Records from a data collection
+--

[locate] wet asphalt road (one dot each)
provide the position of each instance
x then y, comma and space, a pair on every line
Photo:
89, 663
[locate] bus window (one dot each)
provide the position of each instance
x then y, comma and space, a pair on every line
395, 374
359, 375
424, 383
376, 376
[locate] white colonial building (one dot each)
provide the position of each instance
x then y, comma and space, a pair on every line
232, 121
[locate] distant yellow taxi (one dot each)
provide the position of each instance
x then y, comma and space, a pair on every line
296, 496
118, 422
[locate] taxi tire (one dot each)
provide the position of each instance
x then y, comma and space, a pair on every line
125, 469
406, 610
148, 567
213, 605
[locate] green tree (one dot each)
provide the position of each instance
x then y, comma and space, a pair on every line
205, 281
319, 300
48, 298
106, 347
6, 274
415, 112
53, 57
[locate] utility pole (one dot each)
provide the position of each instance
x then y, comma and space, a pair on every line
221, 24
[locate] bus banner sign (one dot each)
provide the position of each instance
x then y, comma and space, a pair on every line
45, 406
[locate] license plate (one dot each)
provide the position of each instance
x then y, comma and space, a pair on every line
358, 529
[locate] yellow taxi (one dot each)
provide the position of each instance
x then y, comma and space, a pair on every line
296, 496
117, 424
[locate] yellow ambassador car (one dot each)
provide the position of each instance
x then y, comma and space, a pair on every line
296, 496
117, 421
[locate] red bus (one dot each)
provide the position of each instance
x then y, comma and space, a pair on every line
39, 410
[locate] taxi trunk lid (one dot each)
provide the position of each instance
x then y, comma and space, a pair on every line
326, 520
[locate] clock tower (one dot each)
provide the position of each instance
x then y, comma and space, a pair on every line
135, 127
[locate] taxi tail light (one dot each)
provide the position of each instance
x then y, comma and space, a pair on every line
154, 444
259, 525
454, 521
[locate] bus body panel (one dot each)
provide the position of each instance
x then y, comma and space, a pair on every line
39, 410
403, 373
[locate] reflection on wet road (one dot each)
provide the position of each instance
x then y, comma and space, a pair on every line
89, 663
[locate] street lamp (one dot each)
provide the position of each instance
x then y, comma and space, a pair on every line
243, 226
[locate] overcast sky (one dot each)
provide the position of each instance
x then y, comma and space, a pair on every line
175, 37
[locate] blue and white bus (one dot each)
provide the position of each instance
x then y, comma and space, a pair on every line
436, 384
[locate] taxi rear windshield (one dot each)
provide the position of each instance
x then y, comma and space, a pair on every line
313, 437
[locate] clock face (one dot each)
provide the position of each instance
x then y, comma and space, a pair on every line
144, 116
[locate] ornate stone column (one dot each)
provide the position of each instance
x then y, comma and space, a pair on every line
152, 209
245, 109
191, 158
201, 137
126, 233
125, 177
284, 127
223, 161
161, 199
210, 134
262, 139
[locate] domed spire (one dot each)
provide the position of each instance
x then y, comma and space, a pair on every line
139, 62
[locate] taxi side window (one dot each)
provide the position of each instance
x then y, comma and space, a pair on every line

+--

Assignment – Find the lines that mention "window" in the entries and show them.

Exercise output –
[locate] bus window (one dot each)
[locate] taxi side window (one dot each)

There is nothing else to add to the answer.